● **PROBLÈME ÉCRIT A**: Dans le texte sur la Banque de France, sur quels deux piliers majeurs s'articule l'action de l'institution ?

##### TEXTE FOURNI

Souveraineté et sécurité : les deux grands enjeux de la Banque de France
À l’occasion de notre événement Lyra Pulse, nous avons eu le plaisir d’accueillir Julien Lasalle, Adjoint au Directeur des Études et de la Surveillance des paiements à la Banque de France. Lors de son intervention, il a partagé une vision claire et approfondie des priorités actuelles de l’institution.
Quels sont les axes prioritaires de la Banque de France en matière de paiements ?

« L’action de la Banque de France s’articule autour de deux piliers majeurs : la sécurité et la souveraineté.
D’un côté, en tant que régulateur des paiements, la Banque de France a une mission essentielle : veiller à la sécurité des transactions. Cela passe par un suivi permanent des différents instruments de paiement. Lorsque certains canaux se révèlent particulièrement exposés à la fraude, des plans d’action sont mis en place.
C’est notamment le cas aujourd’hui pour les paiements à distance par carte, comme les MIT (Merchant Initiated Transactions) et MOTO (Mail Order / Telephone Order). Et aussi pour les chèques et les virements.
Ces actions sont menées en concertation avec les acteurs du marché via l’Observatoire de la sécurité des moyens de paiement (OSMP).
De l’autre côté, la Banque de France co-pilote également avec les équipes de Bercy une stratégie nationale des moyens de paiement à travers le Comité national des moyens de paiement (CNMP). Cette feuille de route à horizon 2030 couvre des enjeux clés : durabilité, accessibilité, innovation technologique et souveraineté. Dans ce cadre, des travaux sont en cours sur la transparence des frais des réseaux de cartes internationaux et leurs évolutions. »
Souveraineté et réseaux cartes : quelles préoccupations ?
« Les réflexions menées par le CNMP ont mis en lumière une opacité importante autour des frais facturés par certains réseaux internationaux de cartes de paiement. Ces frais, bien que facturés aux prestataires de services de paiement, sont inévitablement répercutés sur les commerçants… et les consommateurs.
Le problème ? Ces coûts sont difficiles à identifier, comparer, et comprendre. Certaines marques réseaux, largement connues du public, tirent parti de leur visibilité — voire d’une position dominante — pour augmenter régulièrement leurs tarifs, souvent sans que les utilisateurs finaux n’en aient conscience.

##########

● **PROBLÈME ÉCRIT B**: Recopiez à l'identique les lignes des enregistrements, depuis le début de ceux-ci jusqu'à la ligne contenant « M 173 189 L » incluse. N'incluez pas les images dans votre réponse.

##### ENTRÉES FOURNIES

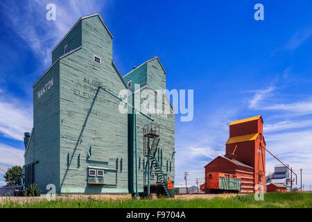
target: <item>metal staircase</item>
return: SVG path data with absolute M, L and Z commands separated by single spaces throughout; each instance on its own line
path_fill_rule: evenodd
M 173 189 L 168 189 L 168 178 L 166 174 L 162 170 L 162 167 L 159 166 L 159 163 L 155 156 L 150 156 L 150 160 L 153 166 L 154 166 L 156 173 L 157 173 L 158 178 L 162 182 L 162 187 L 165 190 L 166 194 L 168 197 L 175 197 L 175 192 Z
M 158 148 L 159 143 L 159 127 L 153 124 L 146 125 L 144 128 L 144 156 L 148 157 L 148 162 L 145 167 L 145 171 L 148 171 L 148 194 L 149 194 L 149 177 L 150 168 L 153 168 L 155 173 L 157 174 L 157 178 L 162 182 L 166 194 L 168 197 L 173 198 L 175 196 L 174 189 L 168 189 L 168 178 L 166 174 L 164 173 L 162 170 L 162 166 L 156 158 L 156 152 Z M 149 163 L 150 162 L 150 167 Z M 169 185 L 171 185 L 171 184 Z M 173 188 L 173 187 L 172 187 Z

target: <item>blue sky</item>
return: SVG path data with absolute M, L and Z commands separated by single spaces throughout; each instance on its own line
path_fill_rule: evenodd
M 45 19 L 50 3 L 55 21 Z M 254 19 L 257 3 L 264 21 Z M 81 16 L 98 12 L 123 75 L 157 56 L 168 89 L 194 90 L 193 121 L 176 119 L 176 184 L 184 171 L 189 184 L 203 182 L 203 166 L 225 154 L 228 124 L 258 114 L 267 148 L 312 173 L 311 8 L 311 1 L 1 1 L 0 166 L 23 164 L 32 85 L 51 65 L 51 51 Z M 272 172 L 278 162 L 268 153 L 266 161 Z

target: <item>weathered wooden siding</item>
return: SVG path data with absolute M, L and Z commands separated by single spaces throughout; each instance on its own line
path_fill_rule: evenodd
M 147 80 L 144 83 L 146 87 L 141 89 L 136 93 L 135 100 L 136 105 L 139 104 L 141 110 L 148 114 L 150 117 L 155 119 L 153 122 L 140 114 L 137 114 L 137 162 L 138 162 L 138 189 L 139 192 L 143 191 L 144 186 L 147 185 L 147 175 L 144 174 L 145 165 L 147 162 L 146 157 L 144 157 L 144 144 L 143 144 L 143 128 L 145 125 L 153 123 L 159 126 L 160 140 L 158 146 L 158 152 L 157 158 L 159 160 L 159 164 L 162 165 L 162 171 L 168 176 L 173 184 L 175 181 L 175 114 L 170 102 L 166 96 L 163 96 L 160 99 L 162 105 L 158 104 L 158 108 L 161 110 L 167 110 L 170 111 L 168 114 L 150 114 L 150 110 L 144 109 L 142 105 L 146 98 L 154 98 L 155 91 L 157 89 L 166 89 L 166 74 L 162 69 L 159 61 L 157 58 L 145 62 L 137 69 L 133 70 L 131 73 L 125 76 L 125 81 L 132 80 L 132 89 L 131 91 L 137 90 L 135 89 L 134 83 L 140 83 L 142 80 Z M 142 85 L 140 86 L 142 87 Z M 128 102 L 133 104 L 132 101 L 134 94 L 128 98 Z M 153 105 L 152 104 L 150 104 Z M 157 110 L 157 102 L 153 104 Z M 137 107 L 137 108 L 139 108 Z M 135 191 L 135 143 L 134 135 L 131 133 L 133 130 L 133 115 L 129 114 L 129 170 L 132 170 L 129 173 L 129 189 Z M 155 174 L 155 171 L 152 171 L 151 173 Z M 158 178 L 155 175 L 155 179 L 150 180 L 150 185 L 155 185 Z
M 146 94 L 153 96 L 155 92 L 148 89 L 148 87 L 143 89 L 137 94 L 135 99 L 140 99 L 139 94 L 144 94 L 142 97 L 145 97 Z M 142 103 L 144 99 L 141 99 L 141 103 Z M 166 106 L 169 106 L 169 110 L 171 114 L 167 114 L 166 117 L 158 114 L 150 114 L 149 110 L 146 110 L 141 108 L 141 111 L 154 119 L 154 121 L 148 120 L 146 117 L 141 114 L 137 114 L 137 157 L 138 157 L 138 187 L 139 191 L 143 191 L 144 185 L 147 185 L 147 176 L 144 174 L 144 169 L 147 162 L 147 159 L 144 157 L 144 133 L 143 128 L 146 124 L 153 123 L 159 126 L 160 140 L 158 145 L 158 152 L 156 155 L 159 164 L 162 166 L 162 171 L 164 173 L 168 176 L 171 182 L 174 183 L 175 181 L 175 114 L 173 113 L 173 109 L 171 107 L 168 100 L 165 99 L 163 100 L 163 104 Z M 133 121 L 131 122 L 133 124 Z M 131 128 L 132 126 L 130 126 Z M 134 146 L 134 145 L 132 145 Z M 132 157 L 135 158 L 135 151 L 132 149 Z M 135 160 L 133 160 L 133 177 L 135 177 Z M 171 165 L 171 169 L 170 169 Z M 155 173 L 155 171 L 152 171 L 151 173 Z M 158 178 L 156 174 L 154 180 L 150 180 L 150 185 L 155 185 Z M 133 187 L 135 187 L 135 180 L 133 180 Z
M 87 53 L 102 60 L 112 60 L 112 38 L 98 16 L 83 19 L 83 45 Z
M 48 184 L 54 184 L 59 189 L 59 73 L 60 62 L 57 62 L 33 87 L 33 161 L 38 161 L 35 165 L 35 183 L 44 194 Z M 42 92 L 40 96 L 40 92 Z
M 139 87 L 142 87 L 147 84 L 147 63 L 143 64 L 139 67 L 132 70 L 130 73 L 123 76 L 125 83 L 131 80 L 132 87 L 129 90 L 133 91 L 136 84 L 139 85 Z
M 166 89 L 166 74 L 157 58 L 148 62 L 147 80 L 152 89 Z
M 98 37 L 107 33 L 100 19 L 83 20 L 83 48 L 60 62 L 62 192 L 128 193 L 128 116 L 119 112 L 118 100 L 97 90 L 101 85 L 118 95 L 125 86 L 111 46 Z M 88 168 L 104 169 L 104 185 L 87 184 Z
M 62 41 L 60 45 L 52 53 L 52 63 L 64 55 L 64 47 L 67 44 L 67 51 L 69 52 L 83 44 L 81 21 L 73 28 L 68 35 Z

##########

● **RÉPONSE À L'EXERCICE A**: La sécurité et la souveraineté.

● **RÉPONSE À L'EXERCICE B**:
target: <item>metal staircase</item>
return: SVG path data with absolute M, L and Z commands separated by single spaces throughout; each instance on its own line
path_fill_rule: evenodd
M 173 189 L 168 189 L 168 178 L 166 174 L 162 170 L 162 167 L 159 166 L 159 163 L 155 156 L 150 156 L 150 160 L 153 166 L 154 166 L 156 173 L 157 173 L 158 178 L 162 182 L 162 187 L 165 190 L 166 194 L 168 197 L 175 197 L 175 192 Z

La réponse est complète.